WRITTEN INSTRUCTION — Identify every line in the stored items below that contains the word "handle", and copy each of those lines in full.

[Stored items]
* Start *
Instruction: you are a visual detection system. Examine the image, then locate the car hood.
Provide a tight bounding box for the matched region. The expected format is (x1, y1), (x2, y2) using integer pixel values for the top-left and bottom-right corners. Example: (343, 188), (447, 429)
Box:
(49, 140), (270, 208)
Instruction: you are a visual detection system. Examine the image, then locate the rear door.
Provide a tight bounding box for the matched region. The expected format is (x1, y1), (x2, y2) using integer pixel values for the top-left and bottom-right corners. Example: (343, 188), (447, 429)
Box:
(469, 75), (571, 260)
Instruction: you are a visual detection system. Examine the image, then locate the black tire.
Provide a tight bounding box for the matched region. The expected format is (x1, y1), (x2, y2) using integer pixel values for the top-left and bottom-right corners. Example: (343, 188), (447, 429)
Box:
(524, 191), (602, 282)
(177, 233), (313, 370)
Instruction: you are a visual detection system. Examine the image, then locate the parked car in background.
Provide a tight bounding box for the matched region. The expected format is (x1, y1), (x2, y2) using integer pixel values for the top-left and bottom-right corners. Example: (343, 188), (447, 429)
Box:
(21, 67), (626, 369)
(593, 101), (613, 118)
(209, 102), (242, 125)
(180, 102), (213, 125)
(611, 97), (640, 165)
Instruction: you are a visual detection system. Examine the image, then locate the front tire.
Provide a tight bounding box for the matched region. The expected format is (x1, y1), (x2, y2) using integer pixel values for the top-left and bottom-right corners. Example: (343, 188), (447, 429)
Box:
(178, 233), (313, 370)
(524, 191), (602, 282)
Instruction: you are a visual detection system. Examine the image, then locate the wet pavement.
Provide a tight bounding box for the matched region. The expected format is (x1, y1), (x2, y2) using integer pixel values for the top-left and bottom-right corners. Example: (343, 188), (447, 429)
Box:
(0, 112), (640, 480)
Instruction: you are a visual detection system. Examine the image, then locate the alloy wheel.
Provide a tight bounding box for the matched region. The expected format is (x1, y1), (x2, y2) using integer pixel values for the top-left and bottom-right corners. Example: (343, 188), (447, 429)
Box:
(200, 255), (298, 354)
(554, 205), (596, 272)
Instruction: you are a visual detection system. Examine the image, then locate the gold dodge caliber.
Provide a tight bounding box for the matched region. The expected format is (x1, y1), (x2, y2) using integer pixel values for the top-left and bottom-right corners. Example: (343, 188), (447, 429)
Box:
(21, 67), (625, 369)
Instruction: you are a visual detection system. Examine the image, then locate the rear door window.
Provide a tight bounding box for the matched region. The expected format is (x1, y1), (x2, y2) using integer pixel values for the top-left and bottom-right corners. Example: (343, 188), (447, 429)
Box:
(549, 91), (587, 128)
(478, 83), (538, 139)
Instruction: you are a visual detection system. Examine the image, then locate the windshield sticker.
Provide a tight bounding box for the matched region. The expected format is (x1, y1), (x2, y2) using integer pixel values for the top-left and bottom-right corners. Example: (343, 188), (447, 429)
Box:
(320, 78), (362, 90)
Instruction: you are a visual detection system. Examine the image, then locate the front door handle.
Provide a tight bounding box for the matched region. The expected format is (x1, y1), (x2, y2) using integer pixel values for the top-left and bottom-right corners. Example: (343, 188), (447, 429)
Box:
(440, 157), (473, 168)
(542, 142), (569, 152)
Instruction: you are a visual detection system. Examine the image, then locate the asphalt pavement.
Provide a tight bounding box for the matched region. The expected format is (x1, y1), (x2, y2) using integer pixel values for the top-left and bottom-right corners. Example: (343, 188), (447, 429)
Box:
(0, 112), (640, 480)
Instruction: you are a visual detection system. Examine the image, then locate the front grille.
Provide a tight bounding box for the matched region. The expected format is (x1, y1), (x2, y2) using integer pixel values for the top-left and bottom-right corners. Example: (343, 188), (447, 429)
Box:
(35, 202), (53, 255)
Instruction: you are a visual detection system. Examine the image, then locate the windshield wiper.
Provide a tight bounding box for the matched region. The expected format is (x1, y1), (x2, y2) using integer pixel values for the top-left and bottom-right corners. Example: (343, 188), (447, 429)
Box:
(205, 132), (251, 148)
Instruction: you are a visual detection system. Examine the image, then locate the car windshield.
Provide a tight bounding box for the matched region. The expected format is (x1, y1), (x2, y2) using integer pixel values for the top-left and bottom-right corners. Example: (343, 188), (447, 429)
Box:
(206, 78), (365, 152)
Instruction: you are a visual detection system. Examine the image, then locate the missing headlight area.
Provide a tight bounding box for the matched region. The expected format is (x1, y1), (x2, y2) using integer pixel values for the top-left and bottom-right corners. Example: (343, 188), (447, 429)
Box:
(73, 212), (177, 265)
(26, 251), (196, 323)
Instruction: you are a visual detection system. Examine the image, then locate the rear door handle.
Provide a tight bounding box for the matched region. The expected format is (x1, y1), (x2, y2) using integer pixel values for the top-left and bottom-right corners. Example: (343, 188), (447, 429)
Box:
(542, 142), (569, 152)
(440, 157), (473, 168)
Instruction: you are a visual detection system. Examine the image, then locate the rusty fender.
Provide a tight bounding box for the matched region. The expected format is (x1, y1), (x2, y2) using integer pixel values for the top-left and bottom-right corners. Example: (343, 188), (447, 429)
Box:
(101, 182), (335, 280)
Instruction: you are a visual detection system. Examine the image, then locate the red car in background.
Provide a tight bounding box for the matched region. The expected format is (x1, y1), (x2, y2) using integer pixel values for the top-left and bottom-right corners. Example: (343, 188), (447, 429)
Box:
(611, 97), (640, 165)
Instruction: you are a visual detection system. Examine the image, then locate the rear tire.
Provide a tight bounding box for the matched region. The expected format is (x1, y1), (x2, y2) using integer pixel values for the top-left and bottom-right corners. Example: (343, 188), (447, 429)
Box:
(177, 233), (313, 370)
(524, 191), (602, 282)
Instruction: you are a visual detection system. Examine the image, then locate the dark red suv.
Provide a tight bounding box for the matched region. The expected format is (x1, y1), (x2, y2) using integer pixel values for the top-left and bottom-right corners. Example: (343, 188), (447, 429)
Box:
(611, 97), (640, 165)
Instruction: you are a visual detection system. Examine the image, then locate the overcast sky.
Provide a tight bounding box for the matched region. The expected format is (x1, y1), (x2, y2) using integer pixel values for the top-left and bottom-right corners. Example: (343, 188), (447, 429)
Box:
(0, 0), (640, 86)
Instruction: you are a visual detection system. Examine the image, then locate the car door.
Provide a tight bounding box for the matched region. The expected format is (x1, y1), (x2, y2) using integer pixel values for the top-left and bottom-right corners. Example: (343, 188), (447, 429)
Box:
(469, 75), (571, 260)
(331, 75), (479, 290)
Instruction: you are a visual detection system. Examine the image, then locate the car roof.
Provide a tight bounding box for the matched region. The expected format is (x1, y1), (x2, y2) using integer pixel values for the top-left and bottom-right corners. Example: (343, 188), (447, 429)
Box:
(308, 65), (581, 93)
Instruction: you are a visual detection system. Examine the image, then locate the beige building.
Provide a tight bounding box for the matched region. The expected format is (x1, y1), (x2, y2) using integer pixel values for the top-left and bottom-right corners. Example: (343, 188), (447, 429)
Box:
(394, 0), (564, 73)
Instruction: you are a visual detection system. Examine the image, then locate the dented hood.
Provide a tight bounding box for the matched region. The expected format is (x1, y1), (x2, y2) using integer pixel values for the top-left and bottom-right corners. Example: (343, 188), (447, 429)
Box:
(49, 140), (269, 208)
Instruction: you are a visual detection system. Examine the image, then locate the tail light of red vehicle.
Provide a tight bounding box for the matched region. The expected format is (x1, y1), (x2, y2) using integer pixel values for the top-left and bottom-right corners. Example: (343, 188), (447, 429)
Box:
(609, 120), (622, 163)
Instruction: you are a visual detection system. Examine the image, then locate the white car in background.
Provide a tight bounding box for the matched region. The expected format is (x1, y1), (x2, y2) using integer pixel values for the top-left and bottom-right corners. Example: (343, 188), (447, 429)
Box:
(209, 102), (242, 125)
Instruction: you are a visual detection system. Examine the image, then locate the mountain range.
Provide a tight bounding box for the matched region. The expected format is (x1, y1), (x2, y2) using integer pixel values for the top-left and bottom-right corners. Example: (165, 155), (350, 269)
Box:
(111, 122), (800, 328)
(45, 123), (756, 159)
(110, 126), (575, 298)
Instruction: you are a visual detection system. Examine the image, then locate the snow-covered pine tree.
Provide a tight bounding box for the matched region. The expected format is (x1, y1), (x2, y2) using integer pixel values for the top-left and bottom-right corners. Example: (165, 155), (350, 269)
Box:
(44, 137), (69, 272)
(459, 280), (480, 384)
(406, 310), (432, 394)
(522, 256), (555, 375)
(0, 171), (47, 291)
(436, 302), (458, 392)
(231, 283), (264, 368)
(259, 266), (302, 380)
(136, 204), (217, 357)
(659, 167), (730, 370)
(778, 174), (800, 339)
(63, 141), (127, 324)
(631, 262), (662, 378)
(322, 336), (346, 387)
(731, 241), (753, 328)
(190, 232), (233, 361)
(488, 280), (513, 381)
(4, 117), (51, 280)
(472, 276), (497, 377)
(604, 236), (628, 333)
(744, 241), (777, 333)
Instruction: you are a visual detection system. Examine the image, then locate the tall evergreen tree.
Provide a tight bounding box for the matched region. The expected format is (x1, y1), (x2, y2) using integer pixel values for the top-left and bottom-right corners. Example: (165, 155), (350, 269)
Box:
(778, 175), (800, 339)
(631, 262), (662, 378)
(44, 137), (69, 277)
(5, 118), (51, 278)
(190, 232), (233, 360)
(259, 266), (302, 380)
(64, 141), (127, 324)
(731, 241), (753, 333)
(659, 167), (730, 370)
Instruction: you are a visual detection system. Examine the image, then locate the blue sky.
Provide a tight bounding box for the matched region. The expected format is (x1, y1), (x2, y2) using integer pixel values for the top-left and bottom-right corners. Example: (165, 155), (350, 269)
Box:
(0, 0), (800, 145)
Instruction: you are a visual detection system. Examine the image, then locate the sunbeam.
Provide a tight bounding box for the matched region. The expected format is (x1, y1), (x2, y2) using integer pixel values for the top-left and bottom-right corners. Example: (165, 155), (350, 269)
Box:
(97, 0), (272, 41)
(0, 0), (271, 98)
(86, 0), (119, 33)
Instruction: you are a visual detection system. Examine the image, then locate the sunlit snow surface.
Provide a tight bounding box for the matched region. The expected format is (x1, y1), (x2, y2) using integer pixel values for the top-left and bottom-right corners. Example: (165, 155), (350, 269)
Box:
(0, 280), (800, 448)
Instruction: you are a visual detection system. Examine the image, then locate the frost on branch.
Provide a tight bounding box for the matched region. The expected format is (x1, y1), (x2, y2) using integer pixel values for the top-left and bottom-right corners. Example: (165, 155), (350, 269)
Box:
* End *
FINISHED ANSWER —
Instruction: you are a visual detection system. Examine the image, then locate the front door handle.
Instruction: you are a visual detection system. Examine the image, then locate the rear door handle.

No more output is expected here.